-- Task data start --
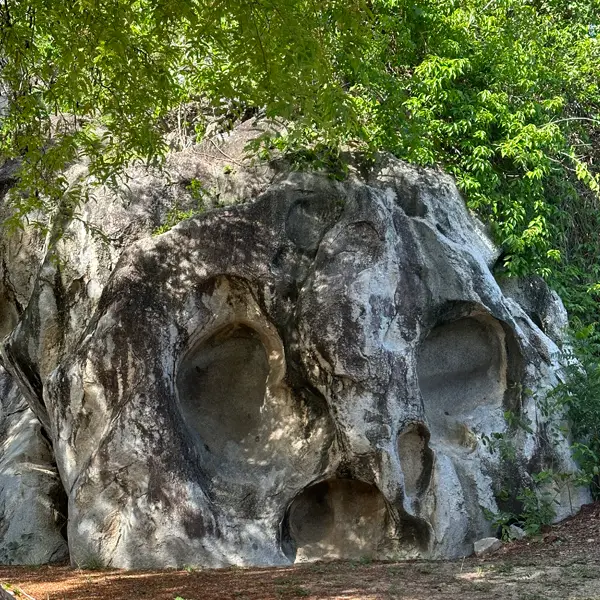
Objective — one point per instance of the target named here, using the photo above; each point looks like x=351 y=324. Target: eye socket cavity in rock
x=468 y=368
x=416 y=459
x=222 y=383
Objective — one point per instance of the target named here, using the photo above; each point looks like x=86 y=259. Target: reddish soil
x=563 y=563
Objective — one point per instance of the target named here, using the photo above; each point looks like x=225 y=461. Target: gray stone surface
x=305 y=375
x=486 y=546
x=32 y=500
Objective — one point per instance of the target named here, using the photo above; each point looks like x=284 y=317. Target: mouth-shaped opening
x=336 y=518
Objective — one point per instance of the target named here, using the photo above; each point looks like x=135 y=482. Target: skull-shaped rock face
x=307 y=376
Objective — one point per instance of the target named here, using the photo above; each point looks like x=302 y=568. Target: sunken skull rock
x=307 y=375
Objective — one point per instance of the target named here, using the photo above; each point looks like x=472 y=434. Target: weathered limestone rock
x=306 y=375
x=33 y=507
x=516 y=533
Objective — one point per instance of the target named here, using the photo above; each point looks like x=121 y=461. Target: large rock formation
x=307 y=374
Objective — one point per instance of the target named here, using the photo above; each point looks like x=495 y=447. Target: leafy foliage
x=579 y=397
x=503 y=94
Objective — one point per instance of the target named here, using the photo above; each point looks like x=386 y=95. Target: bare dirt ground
x=563 y=563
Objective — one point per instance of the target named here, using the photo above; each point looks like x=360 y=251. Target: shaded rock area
x=307 y=373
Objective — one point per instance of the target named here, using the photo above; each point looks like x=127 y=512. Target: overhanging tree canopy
x=502 y=93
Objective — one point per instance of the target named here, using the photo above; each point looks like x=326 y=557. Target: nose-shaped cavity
x=416 y=459
x=221 y=387
x=337 y=518
x=466 y=368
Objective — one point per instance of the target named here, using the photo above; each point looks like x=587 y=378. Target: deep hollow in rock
x=463 y=366
x=416 y=458
x=221 y=387
x=337 y=518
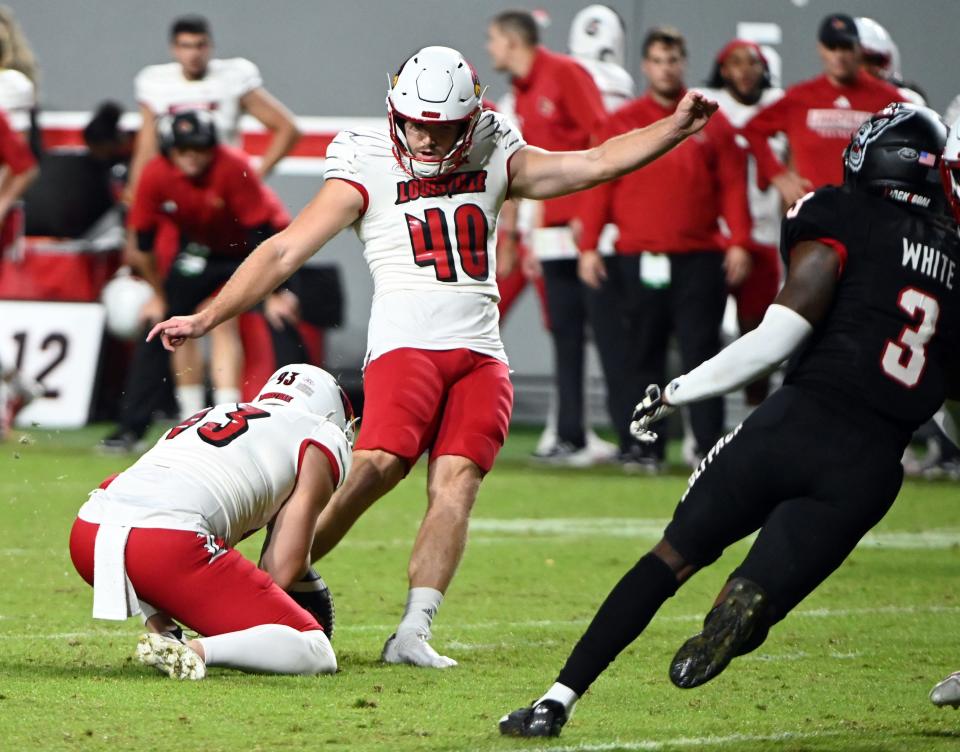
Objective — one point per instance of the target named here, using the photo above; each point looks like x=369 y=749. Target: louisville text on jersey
x=448 y=185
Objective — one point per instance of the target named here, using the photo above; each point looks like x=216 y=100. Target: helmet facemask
x=430 y=167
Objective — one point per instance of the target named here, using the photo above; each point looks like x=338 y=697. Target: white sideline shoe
x=170 y=657
x=412 y=648
x=947 y=692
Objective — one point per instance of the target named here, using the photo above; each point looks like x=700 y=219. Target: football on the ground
x=312 y=594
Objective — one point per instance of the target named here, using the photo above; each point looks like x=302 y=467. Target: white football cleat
x=170 y=657
x=411 y=647
x=947 y=692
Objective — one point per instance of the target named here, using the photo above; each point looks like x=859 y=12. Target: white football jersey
x=765 y=206
x=224 y=472
x=615 y=84
x=430 y=243
x=17 y=98
x=164 y=90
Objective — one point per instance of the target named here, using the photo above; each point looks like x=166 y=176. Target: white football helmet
x=876 y=40
x=436 y=85
x=597 y=33
x=312 y=390
x=124 y=297
x=950 y=169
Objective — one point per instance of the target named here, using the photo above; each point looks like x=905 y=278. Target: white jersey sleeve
x=430 y=243
x=224 y=472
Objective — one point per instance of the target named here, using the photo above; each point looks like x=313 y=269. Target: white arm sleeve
x=780 y=333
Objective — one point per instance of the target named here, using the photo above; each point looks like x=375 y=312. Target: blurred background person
x=18 y=77
x=558 y=107
x=672 y=267
x=881 y=58
x=226 y=88
x=221 y=211
x=819 y=115
x=740 y=83
x=18 y=169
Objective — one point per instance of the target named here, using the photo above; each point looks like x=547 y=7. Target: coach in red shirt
x=221 y=211
x=672 y=265
x=818 y=116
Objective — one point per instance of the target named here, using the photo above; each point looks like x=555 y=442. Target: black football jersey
x=891 y=338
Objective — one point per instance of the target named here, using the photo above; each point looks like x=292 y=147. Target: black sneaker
x=726 y=630
x=565 y=454
x=121 y=441
x=545 y=718
x=312 y=594
x=637 y=460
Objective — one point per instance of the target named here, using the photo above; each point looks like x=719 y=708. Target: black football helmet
x=194 y=129
x=897 y=154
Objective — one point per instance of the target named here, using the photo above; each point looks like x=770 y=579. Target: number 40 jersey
x=225 y=472
x=430 y=243
x=891 y=339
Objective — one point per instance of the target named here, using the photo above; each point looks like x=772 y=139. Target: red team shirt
x=216 y=209
x=558 y=108
x=818 y=118
x=672 y=204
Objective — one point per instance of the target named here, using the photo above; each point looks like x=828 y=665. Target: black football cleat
x=545 y=718
x=313 y=595
x=726 y=630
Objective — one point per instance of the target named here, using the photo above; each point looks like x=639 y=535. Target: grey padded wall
x=331 y=58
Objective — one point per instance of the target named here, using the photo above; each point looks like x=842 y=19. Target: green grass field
x=850 y=670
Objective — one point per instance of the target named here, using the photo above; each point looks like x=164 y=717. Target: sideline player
x=423 y=196
x=874 y=331
x=18 y=169
x=225 y=87
x=819 y=115
x=162 y=542
x=741 y=84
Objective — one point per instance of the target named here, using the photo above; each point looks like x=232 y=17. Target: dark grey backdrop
x=332 y=58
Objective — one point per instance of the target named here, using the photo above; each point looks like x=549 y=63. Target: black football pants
x=570 y=306
x=812 y=476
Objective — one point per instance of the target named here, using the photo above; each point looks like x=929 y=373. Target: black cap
x=838 y=28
-- Task data end --
Stated problem:
Can you render all the rows above as a Markdown table with the columns "Row No." and "Entry", skipping blank lines and leaving the pictures out?

Response to the task:
| Row No. | Entry |
|---|---|
| 1 | Objective — one point per instance of the target named here, using the photo above; each point looks like x=351 y=324. Target: eye socket cavity in rock |
| 2 | x=468 y=368 |
| 3 | x=416 y=459 |
| 4 | x=222 y=383 |
| 5 | Objective — one point per instance of the target named here, using the photo above; each point looks like x=86 y=259. Target: reddish soil |
| 6 | x=563 y=563 |
| 7 | Objective — one point per instance of the target named here, using the photo above; each point looks like x=225 y=461. Target: gray stone surface |
| 8 | x=305 y=375 |
| 9 | x=486 y=546 |
| 10 | x=32 y=500 |
| 11 | Objective — one point per instance of the target named here, using the photo above; each point looks like x=284 y=317. Target: mouth-shaped opening |
| 12 | x=336 y=518 |
| 13 | Objective — one point per instance of the target named here, using the photo above; each point looks like x=135 y=482. Target: skull-shaped rock face |
| 14 | x=307 y=376 |
| 15 | Objective — one point per instance of the target named here, using the photo above; each point looks like x=302 y=568. Target: sunken skull rock |
| 16 | x=307 y=375 |
| 17 | Objective — one point per instance of the target named here, using the photo above; each point looks like x=472 y=434. Target: weathered limestone rock |
| 18 | x=306 y=375 |
| 19 | x=33 y=507 |
| 20 | x=516 y=533 |
| 21 | Objective — one point per instance of the target named here, using the photo above; each point looks like x=121 y=461. Target: large rock formation |
| 22 | x=307 y=374 |
| 23 | Objective — one point per instance of the target named here, using the photo above; each point looks like x=495 y=447. Target: leafy foliage |
| 24 | x=579 y=397 |
| 25 | x=503 y=94 |
| 26 | Objective — one point per instance of the target named here, using the photo above; each point looks like x=386 y=95. Target: bare dirt ground |
| 27 | x=563 y=563 |
| 28 | Objective — one point per instance of the target named here, using the photo above; each point looks like x=360 y=251. Target: shaded rock area |
| 29 | x=307 y=373 |
| 30 | Objective — one point per instance of the target named here, using the photo above; each point looks like x=127 y=512. Target: overhanging tree canopy |
| 31 | x=502 y=93 |
| 32 | Objective — one point per instance of the target named here, using the photo above; each point looks like x=326 y=557. Target: nose-shaped cavity |
| 33 | x=416 y=459 |
| 34 | x=221 y=387 |
| 35 | x=337 y=518 |
| 36 | x=466 y=368 |
| 37 | Objective — one point per instance of the target named here, using the photo above; each point looks like x=587 y=378. Target: deep hollow in rock |
| 38 | x=463 y=366 |
| 39 | x=416 y=458 |
| 40 | x=221 y=387 |
| 41 | x=337 y=518 |
| 42 | Objective — one point per instance of the target named here, using the photo above; each point looks like x=369 y=749. Target: louisville text on jersey |
| 43 | x=448 y=185 |
| 44 | Objective — one point per instance of the target named here, using the photo above; each point looks like x=216 y=100. Target: helmet facemask |
| 45 | x=430 y=167 |
| 46 | Objective — one point per instance of the target named here, using the photo above; each point looks like x=338 y=697. Target: white sideline shoe |
| 47 | x=170 y=657 |
| 48 | x=412 y=648 |
| 49 | x=947 y=692 |
| 50 | Objective — one point per instance of the target named here, using the photo above; each point looks like x=700 y=219. Target: football on the ground |
| 51 | x=312 y=594 |
| 52 | Objective — one point per instance of the target named here, using the photo above; each point looks like x=302 y=467. Target: white football cleat |
| 53 | x=170 y=657 |
| 54 | x=411 y=647 |
| 55 | x=947 y=692 |
| 56 | Objective — one point per instance of the target named here, using the photo above; each point looks like x=859 y=12. Target: white football jersey |
| 57 | x=765 y=206 |
| 58 | x=224 y=472 |
| 59 | x=615 y=84 |
| 60 | x=430 y=243 |
| 61 | x=17 y=98 |
| 62 | x=164 y=90 |
| 63 | Objective — one point per instance of the target named here, using the photo above; each point looks like x=166 y=176. Target: white football helmet |
| 64 | x=876 y=40 |
| 65 | x=436 y=85 |
| 66 | x=597 y=33 |
| 67 | x=312 y=390 |
| 68 | x=124 y=297 |
| 69 | x=950 y=169 |
| 70 | Objective — one point per instance of the target named here, using the photo above; each point looks like x=905 y=278. Target: white jersey sleeve |
| 71 | x=430 y=243 |
| 72 | x=224 y=472 |
| 73 | Objective — one point per instance of the target named here, using the photo above; each point looks like x=313 y=269. Target: white arm sleeve |
| 74 | x=780 y=333 |
| 75 | Objective — one point per instance of the target named here, using the photo above; each point looks like x=375 y=312. Target: blurred background person |
| 76 | x=18 y=77 |
| 77 | x=558 y=107 |
| 78 | x=672 y=267 |
| 79 | x=881 y=58 |
| 80 | x=226 y=88 |
| 81 | x=221 y=211 |
| 82 | x=819 y=115 |
| 83 | x=740 y=83 |
| 84 | x=18 y=169 |
| 85 | Objective — one point per instance of the target named here, using the photo above; each point looks like x=547 y=7. Target: coach in red shirt |
| 86 | x=221 y=211 |
| 87 | x=672 y=265 |
| 88 | x=818 y=116 |
| 89 | Objective — one point per instance of the target named here, using the photo above; each point looks like x=555 y=442. Target: black football jersey |
| 90 | x=891 y=338 |
| 91 | Objective — one point per instance of the target named here, using the photo above; each point looks like x=292 y=147. Target: black sneaker |
| 92 | x=726 y=630 |
| 93 | x=565 y=454 |
| 94 | x=121 y=441 |
| 95 | x=545 y=718 |
| 96 | x=312 y=594 |
| 97 | x=637 y=460 |
| 98 | Objective — one point per instance of the target named here, using the photo above; each point looks like x=719 y=708. Target: black football helmet |
| 99 | x=194 y=129 |
| 100 | x=897 y=154 |
| 101 | Objective — one point per instance of the target named here, using the photo above; each point looks like x=770 y=579. Target: number 40 jersey |
| 102 | x=225 y=472 |
| 103 | x=430 y=243 |
| 104 | x=891 y=339 |
| 105 | Objective — one point per instance of the target named here, using the photo above; each point looks like x=772 y=139. Target: red team shirt |
| 106 | x=216 y=209 |
| 107 | x=558 y=108 |
| 108 | x=818 y=118 |
| 109 | x=672 y=204 |
| 110 | Objective — one point per instance of the target named here, using the photo above; each point looks like x=828 y=665. Target: black football cleat |
| 111 | x=545 y=718 |
| 112 | x=313 y=595 |
| 113 | x=726 y=630 |
| 114 | Objective — one point per instance of the target named here, using the photo above; each point looks like x=639 y=535. Target: grey padded wall |
| 115 | x=331 y=58 |
| 116 | Objective — one point per instance of the target named here, using the photo above; each point looks like x=842 y=19. Target: green grass field |
| 117 | x=850 y=670 |
| 118 | Objective — one point per instance of the target named here, using the photo above; each point looks like x=164 y=717. Target: sideline player |
| 119 | x=423 y=196 |
| 120 | x=874 y=331 |
| 121 | x=18 y=169 |
| 122 | x=225 y=87 |
| 123 | x=819 y=115 |
| 124 | x=162 y=542 |
| 125 | x=741 y=84 |
| 126 | Objective — one point per instance of the target named here, using the photo above; each point looks like x=232 y=17. Target: dark grey backdrop |
| 127 | x=332 y=58 |
| 128 | Objective — one point per instance of the target named here, using the photo above; each point looks like x=549 y=63. Target: black football pants |
| 129 | x=570 y=306 |
| 130 | x=812 y=476 |
| 131 | Objective — one point per instance of the target named here, using the photo above; each point looks like x=929 y=373. Target: black cap |
| 132 | x=838 y=28 |